- _STATED TASK_:
Return the records below word for word, starting with the line that contains "on tire is in the scene." and going on through the line that contains "935;865;984;886", both included.

- _INPUT_:
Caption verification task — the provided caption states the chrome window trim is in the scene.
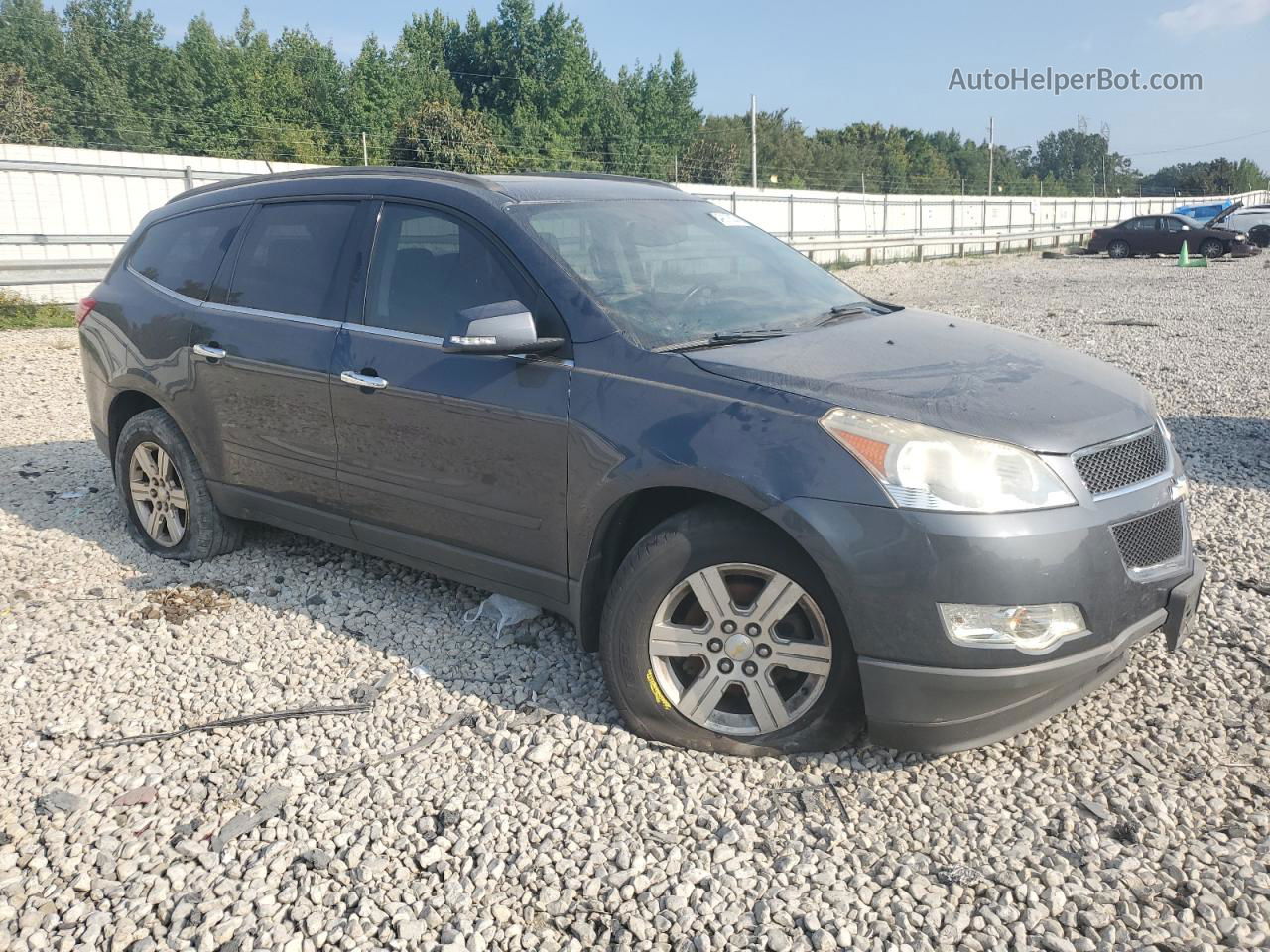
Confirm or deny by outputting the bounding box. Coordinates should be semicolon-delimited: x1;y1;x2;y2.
344;323;574;367
196;300;344;327
123;260;207;307
348;323;442;346
1068;424;1175;502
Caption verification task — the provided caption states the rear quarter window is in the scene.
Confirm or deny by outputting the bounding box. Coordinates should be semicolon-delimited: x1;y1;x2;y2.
128;205;248;300
227;202;357;317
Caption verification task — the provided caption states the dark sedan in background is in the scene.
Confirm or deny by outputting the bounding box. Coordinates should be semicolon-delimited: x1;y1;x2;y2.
1088;214;1261;258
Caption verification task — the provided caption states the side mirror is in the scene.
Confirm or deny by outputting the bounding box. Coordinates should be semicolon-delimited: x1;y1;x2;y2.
441;300;564;354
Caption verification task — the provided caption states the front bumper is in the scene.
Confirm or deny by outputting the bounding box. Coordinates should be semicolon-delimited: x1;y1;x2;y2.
768;467;1203;753
860;561;1204;754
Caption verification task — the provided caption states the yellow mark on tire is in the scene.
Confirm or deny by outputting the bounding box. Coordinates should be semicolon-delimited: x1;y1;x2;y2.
644;667;671;711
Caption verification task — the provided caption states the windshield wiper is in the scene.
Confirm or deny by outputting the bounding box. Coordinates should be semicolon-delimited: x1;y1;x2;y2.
653;329;789;354
816;304;877;327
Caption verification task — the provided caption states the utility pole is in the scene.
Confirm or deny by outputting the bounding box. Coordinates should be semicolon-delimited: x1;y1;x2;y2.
988;115;997;195
749;95;758;187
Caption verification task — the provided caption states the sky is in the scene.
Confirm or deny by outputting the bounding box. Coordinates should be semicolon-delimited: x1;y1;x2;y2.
135;0;1270;172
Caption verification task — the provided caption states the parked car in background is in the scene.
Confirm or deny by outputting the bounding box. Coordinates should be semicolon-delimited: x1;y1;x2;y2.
77;167;1204;753
1207;204;1270;248
1172;202;1234;222
1088;214;1261;258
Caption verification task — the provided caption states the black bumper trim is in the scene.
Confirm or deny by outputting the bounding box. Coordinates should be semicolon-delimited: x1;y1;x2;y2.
860;608;1167;754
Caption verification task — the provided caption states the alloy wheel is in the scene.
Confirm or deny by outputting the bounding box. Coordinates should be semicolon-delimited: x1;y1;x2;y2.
128;441;190;548
649;563;833;736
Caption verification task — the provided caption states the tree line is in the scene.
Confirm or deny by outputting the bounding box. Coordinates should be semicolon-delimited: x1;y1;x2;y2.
0;0;1266;195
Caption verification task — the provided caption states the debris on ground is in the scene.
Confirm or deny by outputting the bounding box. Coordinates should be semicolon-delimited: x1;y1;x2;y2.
36;789;87;816
96;703;371;748
463;594;543;635
318;710;471;780
296;849;334;870
212;787;291;853
132;581;234;625
110;785;159;806
935;865;984;886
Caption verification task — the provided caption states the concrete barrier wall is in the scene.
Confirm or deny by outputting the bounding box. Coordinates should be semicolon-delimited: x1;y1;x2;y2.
0;144;1270;302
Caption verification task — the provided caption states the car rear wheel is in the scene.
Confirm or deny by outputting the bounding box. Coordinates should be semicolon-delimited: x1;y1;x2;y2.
114;410;242;561
1199;239;1225;258
600;507;860;754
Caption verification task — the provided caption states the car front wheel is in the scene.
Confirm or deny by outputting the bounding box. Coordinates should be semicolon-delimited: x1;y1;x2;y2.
600;507;860;754
114;410;242;561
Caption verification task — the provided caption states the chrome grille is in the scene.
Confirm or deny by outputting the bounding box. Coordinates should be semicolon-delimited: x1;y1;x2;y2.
1072;426;1169;496
1111;503;1185;568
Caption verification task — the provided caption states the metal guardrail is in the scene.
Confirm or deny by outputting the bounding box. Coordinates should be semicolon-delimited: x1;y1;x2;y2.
3;159;242;187
0;258;114;287
0;226;1091;286
786;225;1106;264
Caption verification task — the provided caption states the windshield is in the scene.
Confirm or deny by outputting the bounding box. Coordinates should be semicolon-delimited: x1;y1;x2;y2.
511;200;872;349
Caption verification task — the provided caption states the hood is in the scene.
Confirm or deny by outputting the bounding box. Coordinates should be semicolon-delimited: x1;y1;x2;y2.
685;309;1155;453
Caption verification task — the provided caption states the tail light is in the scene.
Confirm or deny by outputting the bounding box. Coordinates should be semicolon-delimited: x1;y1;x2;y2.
75;298;96;327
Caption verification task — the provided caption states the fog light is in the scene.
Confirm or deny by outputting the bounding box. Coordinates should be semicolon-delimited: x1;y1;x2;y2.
940;602;1088;654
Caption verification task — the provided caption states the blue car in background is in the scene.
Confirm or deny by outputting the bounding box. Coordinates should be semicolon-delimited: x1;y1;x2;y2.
1174;202;1234;222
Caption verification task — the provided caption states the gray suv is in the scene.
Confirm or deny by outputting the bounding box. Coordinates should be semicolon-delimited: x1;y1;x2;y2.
78;168;1203;753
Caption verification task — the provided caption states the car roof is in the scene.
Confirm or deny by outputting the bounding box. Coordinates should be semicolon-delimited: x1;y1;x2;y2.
168;165;695;204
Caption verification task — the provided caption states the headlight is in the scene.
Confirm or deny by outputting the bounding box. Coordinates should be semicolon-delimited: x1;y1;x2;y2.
940;602;1089;654
821;407;1076;513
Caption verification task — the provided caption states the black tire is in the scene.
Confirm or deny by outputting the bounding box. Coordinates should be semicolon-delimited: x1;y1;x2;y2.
114;410;242;562
599;505;862;756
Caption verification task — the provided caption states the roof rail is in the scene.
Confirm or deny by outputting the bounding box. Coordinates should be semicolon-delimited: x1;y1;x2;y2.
495;172;679;191
168;165;502;204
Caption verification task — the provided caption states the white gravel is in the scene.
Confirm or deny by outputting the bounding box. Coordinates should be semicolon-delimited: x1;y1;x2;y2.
0;257;1270;952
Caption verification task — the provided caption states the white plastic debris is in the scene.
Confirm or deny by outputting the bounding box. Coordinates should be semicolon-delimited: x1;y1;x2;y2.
463;595;543;635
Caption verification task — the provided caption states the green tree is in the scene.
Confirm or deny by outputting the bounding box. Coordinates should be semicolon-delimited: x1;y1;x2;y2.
0;63;52;142
393;103;508;173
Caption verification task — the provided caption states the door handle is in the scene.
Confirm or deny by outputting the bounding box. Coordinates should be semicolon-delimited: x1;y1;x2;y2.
339;371;389;390
194;344;225;361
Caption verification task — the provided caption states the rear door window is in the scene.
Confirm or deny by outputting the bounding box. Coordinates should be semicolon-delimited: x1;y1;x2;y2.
226;202;357;317
128;204;250;300
366;203;531;337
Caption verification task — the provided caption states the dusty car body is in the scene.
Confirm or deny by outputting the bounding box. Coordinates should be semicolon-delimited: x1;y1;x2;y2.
78;168;1203;753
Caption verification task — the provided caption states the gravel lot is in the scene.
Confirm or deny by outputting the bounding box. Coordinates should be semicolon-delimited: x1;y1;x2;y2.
0;257;1270;952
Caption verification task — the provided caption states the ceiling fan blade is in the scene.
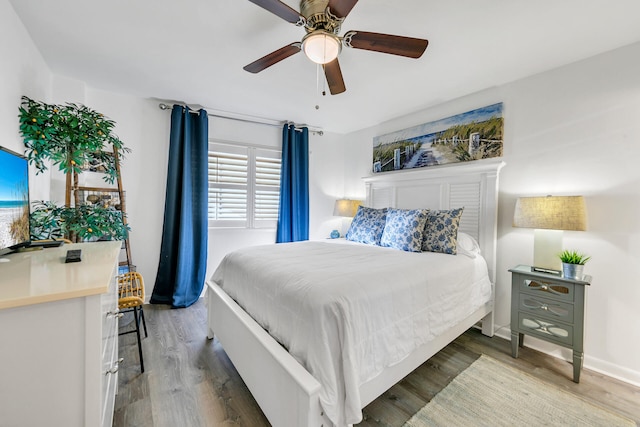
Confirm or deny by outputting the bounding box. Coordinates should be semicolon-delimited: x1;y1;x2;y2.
249;0;305;26
322;58;347;95
242;42;300;74
343;31;429;58
329;0;358;19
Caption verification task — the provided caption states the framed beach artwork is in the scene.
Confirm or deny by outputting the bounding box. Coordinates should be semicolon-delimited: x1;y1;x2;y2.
373;103;504;173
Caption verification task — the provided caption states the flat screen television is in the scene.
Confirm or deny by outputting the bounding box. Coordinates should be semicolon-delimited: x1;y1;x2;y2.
0;147;30;255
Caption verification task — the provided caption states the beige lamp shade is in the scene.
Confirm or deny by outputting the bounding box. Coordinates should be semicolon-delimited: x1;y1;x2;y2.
513;196;587;231
333;199;362;218
513;196;587;272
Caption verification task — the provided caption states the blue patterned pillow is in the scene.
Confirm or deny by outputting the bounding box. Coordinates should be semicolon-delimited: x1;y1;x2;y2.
344;206;387;245
422;208;464;255
380;208;429;252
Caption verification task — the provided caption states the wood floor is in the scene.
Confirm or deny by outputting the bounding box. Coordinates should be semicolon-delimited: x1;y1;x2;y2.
113;301;640;427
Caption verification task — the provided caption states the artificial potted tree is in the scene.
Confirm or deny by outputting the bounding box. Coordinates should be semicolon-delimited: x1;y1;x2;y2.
558;250;591;280
19;96;130;240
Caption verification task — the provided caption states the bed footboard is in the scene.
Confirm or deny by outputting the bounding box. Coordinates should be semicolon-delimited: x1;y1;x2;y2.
207;281;332;427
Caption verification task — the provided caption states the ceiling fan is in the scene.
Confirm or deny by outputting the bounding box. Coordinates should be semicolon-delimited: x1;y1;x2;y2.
244;0;429;95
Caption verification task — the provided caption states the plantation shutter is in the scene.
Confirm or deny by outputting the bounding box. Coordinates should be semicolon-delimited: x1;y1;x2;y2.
209;144;249;227
254;149;281;227
208;142;281;228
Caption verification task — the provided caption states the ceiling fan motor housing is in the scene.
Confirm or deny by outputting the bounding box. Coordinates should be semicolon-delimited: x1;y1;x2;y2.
300;0;342;34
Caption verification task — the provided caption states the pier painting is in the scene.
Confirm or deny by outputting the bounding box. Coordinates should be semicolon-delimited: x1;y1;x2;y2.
373;103;504;173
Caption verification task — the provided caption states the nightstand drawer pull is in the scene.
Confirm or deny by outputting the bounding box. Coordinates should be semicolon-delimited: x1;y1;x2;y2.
522;318;569;338
523;280;573;300
520;295;573;322
518;313;573;345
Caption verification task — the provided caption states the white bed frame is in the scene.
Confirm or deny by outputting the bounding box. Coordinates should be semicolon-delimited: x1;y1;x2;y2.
207;160;504;427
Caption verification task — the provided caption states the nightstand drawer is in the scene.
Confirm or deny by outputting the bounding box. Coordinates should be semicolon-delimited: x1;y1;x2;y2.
518;294;573;323
518;313;573;346
520;279;575;302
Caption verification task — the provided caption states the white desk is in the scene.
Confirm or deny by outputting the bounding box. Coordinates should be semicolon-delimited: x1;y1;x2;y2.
0;242;121;426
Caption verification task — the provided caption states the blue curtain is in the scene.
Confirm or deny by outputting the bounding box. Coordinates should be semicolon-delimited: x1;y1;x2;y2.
151;105;209;307
276;124;309;243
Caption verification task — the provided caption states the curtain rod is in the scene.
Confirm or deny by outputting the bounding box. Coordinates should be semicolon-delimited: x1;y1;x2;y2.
158;102;324;136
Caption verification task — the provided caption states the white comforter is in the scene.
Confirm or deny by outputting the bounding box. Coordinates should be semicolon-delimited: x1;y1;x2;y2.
212;242;491;426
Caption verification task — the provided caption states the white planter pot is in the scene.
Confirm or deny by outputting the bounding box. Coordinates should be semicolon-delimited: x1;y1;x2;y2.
562;262;584;280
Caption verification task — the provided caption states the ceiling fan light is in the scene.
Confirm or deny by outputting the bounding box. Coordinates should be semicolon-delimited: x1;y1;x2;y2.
302;31;342;64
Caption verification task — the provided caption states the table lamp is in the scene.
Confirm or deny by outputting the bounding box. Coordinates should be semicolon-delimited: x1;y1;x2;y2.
331;199;362;239
513;196;587;273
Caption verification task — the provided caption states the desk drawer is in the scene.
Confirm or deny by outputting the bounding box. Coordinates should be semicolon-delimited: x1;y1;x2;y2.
520;276;575;302
518;294;573;323
518;313;573;346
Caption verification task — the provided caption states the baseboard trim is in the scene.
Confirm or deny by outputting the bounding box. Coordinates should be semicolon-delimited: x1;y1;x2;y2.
495;327;640;387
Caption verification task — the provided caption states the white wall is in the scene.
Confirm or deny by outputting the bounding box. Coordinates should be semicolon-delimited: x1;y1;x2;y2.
0;0;51;200
345;43;640;384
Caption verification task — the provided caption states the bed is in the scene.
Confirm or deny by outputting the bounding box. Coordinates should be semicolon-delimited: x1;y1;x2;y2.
207;161;503;427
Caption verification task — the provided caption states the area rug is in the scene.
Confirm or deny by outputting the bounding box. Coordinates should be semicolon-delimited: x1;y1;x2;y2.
404;356;636;427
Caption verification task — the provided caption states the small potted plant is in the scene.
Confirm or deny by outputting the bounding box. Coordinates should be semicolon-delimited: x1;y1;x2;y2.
558;250;591;280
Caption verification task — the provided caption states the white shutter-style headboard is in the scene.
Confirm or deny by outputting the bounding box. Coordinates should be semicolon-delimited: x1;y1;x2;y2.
364;159;504;283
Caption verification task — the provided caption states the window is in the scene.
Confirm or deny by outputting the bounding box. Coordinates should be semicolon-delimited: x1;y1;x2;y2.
209;142;281;228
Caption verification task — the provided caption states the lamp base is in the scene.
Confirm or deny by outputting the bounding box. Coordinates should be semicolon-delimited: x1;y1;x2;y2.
533;229;562;271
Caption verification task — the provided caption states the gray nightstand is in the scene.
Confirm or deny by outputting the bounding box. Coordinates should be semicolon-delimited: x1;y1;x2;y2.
509;265;591;383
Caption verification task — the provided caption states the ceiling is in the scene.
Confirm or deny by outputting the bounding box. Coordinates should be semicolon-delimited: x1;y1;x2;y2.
10;0;640;133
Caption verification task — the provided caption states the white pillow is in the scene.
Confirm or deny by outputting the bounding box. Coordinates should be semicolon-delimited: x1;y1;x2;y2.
458;231;480;258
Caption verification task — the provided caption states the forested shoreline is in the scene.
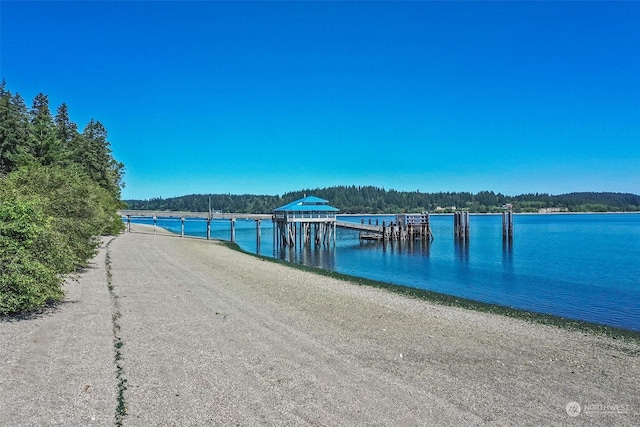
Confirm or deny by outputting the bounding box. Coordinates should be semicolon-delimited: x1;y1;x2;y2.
124;185;640;214
0;81;124;315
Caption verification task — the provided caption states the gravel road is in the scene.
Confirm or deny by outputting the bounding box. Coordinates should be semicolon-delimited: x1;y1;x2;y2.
0;227;640;426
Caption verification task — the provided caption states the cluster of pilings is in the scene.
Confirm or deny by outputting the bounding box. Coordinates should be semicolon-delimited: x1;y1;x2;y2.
453;211;470;240
502;211;513;242
380;221;433;241
273;221;336;247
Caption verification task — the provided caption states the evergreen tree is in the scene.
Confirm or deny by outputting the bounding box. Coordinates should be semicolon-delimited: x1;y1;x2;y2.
53;103;79;160
73;119;124;199
0;81;29;174
23;93;63;165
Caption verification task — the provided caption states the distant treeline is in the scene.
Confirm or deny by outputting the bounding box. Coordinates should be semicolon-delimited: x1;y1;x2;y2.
125;186;640;214
0;81;124;315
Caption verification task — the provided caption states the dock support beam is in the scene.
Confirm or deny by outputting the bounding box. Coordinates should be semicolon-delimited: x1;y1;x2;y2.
502;211;513;241
231;218;236;243
453;211;470;240
256;219;262;254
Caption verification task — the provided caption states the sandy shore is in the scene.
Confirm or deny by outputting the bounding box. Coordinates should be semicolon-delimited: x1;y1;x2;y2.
0;226;640;425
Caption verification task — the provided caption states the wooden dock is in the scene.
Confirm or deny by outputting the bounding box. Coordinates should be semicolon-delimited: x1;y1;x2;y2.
336;213;433;241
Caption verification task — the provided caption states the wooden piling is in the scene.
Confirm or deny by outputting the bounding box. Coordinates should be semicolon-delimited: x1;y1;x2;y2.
256;219;262;253
502;211;513;241
453;211;470;240
231;218;236;243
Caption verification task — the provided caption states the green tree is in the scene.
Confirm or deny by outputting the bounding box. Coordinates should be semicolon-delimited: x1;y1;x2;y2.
0;81;29;175
24;93;64;165
73;119;124;199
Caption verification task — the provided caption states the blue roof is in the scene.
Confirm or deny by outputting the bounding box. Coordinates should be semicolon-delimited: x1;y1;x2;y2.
274;196;340;212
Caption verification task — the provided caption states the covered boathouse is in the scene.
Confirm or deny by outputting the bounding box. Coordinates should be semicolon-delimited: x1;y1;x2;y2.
273;196;339;247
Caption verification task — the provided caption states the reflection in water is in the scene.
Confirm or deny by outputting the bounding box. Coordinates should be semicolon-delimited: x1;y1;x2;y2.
502;239;513;270
273;245;336;270
453;239;469;264
359;240;431;257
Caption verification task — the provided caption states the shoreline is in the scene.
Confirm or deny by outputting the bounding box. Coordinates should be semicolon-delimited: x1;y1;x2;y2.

- _EXPECTED ANSWER_:
Caption verification task — the provided caption states the yellow mark on tire is in the scene.
Confirm or deny by outputting the bounding box. Coordinates should be semicolon-delimited: x1;y1;x2;y2.
644;667;671;711
Caption verification task — the provided caption states the windshield wiper is in the scene.
Confirm or deny by outputting the bounding box. Coordinates should be semicolon-delimited: x1;y1;x2;y2.
653;329;789;354
816;304;877;327
Caption verification task — the provided caption states the utility pole is in the scene.
Confirm or deny by outputting the bounding box. Coordinates should be semicolon-delimited: x1;y1;x2;y2.
988;115;997;195
749;95;758;187
Caption verification task — the provided caption states the sky is in the scene.
Confirm or deny by outputting the bounding box. Coordinates should be semicolon-delimited: x1;y1;x2;y2.
135;0;1270;172
Caption verification task — the provided caption states the parked car in background is in the scene.
Confirm or deny by outputting the bounding box. Coordinates should be semicolon-delimited: x1;y1;x2;y2.
77;167;1204;753
1207;204;1270;248
1172;202;1234;222
1088;214;1261;258
Caption verification task — the provided caption states the black bumper trim is in the scene.
Confirm or deny by outputting the bounding box. Coordinates should be semicolon-delimited: x1;y1;x2;y2.
860;608;1167;754
Caption verification task — the provided caption states the alloy wheel is in the scene.
Confirm or deny by outputting the bounding box. Coordinates should be semicolon-delimited: x1;y1;x2;y2.
128;441;190;548
649;563;833;736
Caption verification task — the provided caption states the tree line is in the scene.
Confirm or deny by outputting the bounding box. Coordinates should be semicolon-delimited: x1;y1;x2;y2.
0;0;1266;195
Caption verification task — the provided caption states the debris on ground is in the scene.
Confirm or deny by outputting the bounding box. Coordinates should be semicolon-delimited: x1;y1;x2;y2.
36;789;87;816
96;703;371;748
463;594;543;635
318;710;471;780
296;849;334;870
212;787;291;853
132;581;234;625
110;785;159;806
935;865;984;886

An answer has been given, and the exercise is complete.